- [Tasks]:
**a.** Answer these from the passage about the captaincy, one line each:
(i) At which site is Stephen Pepper raising the question?
(ii) What position does Chris Clark play?
(iii) Who is the team's GM?
**b.** Please quote the passage about the captaincy from "Back in late" up to and including "But should they?".
**c.** According to the passage about the captaincy, why was Clark shut down for the rest of the season in late January? Answer in one to three sentences.

- [Provided passage]:
--- START ---

Over at Japers’ Rink, Stephen Pepper is asking a question out loud that I’ve been wondering about for a couple of seasons — whether or not it might be time for the franchise to reward the captain’s "C" to a player other than the current holder of the title, veteran winger Chris Clark:

Back in late January, when Clark was shut down for the remainder of the season due to wrist surgery (the second straight season truncated by injury), all GM George McPhee would reveal about the effect of Clark’s absence on the captain’s position was that he and Coach Bruce Boudreau "would probably talk about it at a later point." Boudreau’s view at the time, however, was clear: "Clark is our captain. There’s no controversy there. When he gets healthy, he’ll come back and be our captain." And so he did. Uncle Ted loves him. We see no indication that the team has since changed its course and will change its captain. But should they?

--- END ---

- [Data under study]:
--- START ---

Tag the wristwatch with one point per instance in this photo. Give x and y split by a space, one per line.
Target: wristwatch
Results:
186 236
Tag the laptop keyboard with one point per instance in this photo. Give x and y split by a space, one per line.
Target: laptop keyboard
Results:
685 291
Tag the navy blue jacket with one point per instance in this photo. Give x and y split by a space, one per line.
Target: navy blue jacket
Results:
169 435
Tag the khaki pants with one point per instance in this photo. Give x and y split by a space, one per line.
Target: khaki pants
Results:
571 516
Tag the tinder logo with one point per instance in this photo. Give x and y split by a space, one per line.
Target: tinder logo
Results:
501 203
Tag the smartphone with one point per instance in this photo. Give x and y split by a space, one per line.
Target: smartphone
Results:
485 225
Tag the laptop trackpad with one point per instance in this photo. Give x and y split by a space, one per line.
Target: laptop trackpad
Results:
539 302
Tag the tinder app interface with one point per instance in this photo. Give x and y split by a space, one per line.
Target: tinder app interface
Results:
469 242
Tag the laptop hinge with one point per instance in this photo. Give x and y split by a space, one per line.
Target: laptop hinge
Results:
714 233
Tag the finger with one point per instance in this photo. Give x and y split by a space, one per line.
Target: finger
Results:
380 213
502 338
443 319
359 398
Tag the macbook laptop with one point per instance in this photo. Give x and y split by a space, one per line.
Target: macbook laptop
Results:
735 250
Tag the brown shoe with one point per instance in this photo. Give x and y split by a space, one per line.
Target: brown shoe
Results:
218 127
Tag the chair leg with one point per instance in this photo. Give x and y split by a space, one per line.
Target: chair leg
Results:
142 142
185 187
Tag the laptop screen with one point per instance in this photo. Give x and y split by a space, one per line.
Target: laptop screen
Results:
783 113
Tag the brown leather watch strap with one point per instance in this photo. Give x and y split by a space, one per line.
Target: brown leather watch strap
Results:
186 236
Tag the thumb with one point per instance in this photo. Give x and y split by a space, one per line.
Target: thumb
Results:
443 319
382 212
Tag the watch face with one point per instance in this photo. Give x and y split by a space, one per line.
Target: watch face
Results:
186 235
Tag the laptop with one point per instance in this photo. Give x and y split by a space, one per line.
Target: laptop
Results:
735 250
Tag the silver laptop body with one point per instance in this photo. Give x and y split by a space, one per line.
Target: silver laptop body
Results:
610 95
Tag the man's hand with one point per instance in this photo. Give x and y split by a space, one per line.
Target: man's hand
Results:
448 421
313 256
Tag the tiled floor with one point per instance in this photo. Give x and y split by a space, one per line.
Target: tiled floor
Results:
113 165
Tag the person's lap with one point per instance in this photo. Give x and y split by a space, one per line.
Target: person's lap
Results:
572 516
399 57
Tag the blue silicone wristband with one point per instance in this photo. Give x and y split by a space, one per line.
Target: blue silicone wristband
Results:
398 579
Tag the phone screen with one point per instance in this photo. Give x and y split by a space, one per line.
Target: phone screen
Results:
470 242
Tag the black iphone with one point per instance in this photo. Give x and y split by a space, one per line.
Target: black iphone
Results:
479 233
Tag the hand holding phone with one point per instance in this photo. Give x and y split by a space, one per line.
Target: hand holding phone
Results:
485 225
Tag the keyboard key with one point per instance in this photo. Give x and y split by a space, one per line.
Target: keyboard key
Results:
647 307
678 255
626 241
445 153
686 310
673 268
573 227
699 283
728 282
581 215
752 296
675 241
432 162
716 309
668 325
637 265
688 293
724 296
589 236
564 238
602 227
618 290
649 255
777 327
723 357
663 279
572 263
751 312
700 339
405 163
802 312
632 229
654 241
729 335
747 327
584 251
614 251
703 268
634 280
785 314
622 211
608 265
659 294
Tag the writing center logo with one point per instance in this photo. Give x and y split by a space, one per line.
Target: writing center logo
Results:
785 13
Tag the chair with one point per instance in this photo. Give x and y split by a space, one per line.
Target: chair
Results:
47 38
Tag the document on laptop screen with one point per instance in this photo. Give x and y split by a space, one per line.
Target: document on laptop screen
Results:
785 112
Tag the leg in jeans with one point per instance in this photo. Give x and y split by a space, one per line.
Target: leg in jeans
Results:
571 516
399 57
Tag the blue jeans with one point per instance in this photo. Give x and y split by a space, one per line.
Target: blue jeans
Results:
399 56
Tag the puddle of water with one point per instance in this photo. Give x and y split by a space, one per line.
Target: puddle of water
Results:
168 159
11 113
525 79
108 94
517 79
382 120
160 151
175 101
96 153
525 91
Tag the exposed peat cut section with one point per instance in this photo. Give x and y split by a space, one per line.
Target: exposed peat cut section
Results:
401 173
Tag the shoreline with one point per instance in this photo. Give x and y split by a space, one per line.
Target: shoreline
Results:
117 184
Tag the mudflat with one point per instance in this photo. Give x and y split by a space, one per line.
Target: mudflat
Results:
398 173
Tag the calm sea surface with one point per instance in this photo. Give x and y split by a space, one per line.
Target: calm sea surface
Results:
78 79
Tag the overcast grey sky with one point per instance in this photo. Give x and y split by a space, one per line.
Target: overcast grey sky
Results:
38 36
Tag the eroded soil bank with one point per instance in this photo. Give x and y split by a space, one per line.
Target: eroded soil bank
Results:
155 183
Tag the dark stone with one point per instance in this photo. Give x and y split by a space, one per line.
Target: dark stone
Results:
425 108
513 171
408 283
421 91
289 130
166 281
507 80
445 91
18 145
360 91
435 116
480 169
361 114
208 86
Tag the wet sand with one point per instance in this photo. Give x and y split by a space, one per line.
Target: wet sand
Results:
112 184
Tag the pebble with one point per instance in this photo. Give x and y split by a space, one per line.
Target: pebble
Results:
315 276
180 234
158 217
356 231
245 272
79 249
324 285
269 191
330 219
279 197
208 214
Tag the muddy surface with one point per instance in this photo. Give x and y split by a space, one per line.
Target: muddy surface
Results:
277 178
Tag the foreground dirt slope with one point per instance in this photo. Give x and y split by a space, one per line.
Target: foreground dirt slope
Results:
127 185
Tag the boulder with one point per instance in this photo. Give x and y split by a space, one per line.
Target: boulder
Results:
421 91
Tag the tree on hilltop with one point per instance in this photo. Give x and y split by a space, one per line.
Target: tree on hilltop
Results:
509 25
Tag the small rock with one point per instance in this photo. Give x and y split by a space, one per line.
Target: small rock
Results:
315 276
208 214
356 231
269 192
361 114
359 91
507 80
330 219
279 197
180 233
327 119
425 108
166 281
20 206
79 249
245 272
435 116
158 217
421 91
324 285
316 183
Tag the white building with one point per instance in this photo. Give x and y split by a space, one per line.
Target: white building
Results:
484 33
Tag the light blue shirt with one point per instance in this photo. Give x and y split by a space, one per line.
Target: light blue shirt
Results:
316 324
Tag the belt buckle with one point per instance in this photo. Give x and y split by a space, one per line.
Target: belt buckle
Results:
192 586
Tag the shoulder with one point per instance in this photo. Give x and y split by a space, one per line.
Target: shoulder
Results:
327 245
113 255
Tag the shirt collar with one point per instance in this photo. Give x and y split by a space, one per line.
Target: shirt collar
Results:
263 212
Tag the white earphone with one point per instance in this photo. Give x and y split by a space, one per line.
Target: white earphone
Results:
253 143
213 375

--- END ---

- [Expected responses]:
**a.**
(i) Japers' Rink
(ii) Winger
(iii) George McPhee

**b.**
Back in late January, when Clark was shut down for the remainder of the season due to wrist surgery (the second straight season truncated by injury), all GM George McPhee would reveal about the effect of Clark’s absence on the captain’s position was that he and Coach Bruce Boudreau "would probably talk about it at a later point." Boudreau’s view at the time, however, was clear: "Clark is our captain. There’s no controversy there. When he gets healthy, he’ll come back and be our captain." And so he did. Uncle Ted loves him. We see no indication that the team has since changed its course and will change its captain. But should they?

**c.** Clark was shut down because of wrist surgery. It was the second straight season of his to be cut short by injury.